-- START TEXT SHOWN --

Swiss quarrel over prostitution ban
A small Zurich non-governmental organisation has whipped up a storm with its demand for a ban on prostitution along the lines of the Swedish model. In Switzerland, sex work counts as a “real job”.
“Switzerland and Sweden are constantly confused with each other. Perhaps you Swiss don’t have a problem with this. But we do.” So say Swedish men and women in a campaign video by the Zurich Women’s Centre. In June, this small NGO launched its campaign for a ban on prostitution based on the Swedish model. In Sweden, the use of sex services is banned and customers can be charged. Switzerland, on the other hand, is among the most permissive countries in the world as far as the sex trade goes: Both the supply and the consumption of sexual services is legal, as are street-walking, sex saunas and brothels. In Switzerland prostitution is a career; prostitutes pay taxes and most are registered as self-employed.
“How can this be legal?” ask an actor in the video. “Well obviously everything that earns money is legal in Switzerland,” another explains. “You Swiss are still living in the Middle Ages.”
Other NGOs started a counter-campaign called “Sex Work Is Work”, in which they take a stand against a ban and for the rights of sex workers. Even state-run gender-equality agencies and advisory offices have spoken out against the demands of the Zurich Women’s Centre.
NGOs at loggerheads
The women’s rights organisation Terre des Femmes Switzerland took part in the counter-campaign. This led to a clash with the eponymous sister organisation in Germany.
“We distance ourselves clearly and unambiguously from the statement by Terre des Femmes Switzerland which says ‘sex work is work,’” the German organisation wrote in a statement. TdF Germany, like the Zurich Women’s Centre, is calling for a ban on buying sex. “We want a society without prostitution, because prostitution is violence,” Inge Bell of TdF Germany said to swissinfo.ch. Prostitution is deeply degrading to women, she said.
The Swiss TdF sees it differently. In the “Sex Work Is Work” campaign, it takes the position that equality means the same rights for everyone, and that also means for sex workers. The latter should have the right to determine their own path and freedom to ply their trade. “The dignity of all humans must be preserved. That includes those whose work carries a social stigma,” the organisation says on its website. It adds that gender-specific violence and human smuggling is not the same as sex work.
This difference of opinion has led to the two organisations parting ways. “The organisations are in the process of separating,” Bell confirmed to swissinfo.ch. There have been differences in the past because, for example, the Swiss organisation was not in favour of banning the burqa, or the headscarf for girls. “If women’s policy starts to bend to different cultures and – for example – allows strict conservative Muslim groups a voice, which might be what is happening in Switzerland now, then this will torpedo any real improvement in achieving equality,” Bell says. The Swiss organisation will have to change its logo and name in future, she says.

-- END TEXT SHOWN --
-- START INFORMATION PROVIDED --

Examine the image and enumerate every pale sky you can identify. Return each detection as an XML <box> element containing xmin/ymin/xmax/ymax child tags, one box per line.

-- END INFORMATION PROVIDED --

■ EXERCISE REQUIREMENTS
Please continue the article above on the Swiss quarrel over a prostitution ban, beginning right after its final sentence.

■ TASK ANSWER
Lack of support
A majority of the Swiss media is also sceptical about the Zurich Women’s Centre’s proposal. A ban on prostitution would be expensive, the Tages-Anzeiger commented: If the sex trade is made illegal, then it would be necessary to help the women concerned to find new work, or to fund their retraining. “Anything else would be hypocritical and unfair.”
The Neue Zürcher Zeitung conceded that “Prostitution is more degrading to women than it is respectful towards them; nor does it promote an equal relationship between the genders.” But there are many arguments against a ban. “There is no existing evidence that prostitution wouldn’t just disappear underground and women would be forced into an even more illegal existence.”
Successes in Swiss drugs policy have shown that legalising those affected helps more in prevention than repressing them, the NZZ commented. Only the newspaper Blick – a tabloid which monetises sex topics like no other and earns good money with ads for sex – spoke out in opposition to a ban on prostitution, saying commercial sex is paid abuse.
Switzerland’s path
The Zurich Women’s Centre wasn’t surprised at the predominantly negative reactions to their campaign. “We expected it,” says Andrea Gisler, the centre president. “The sex trade and all its negative side-effects are glossed over in Switzerland.” In other countries, on the other hand, women’s organisations and lobby groups share her anti-prostitution stance. The Council of Europe, the European Parliament and other countries have engaged in protracted, intense debate over prostitution. The Swiss government also addressed the subject in 2015, but reached the conclusion that the Swedish model didn’t prevent human trafficking.
In the last quarter of the 19th century, a Swiss “morality movement” developed that wanted to ban prostitution. But since as early as 1942, prostitution in Switzerland has been legal. At the end of the 20th century the legal situation in Switzerland was so liberal that a disproportionately high number of brothels were founded here compared with other countries. After the free movement of people agreement between Switzerland the EU was introduced, eastern European women streamed into Switzerland at the beginning of the 21st century.
In 2013, Zurich reacted to the poor conditions for street-walkers with “sex drive-ins”: using tax-payers’ money, a prostitution park was established where customers could drive around in their cars and the prostitutes could render their services in boxes, shielded from view and with an alarm button in easy reach. As with its drugs policy, Switzerland would rather regulate than ban.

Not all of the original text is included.